• Exercise objective: Among the lines of the material below, count those with the string "blue". Give the number alone.

# # # # #

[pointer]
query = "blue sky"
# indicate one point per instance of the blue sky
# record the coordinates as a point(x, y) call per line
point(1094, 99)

# # # # #

• Response: 2